**Exercise prompt**
What is needed is the whole of the data, set down exactly.

(Beginning of Exercise inputs)

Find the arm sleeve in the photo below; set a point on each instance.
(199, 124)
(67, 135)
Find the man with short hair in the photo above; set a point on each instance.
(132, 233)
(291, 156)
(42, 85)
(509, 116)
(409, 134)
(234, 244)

(End of Exercise inputs)

**Your solution**
Find the arm sleeve in the photo below; set a point on each instance.
(199, 124)
(67, 135)
Find the man with short hair in the photo above; set a point on each instance.
(132, 233)
(291, 156)
(42, 85)
(509, 116)
(409, 134)
(234, 244)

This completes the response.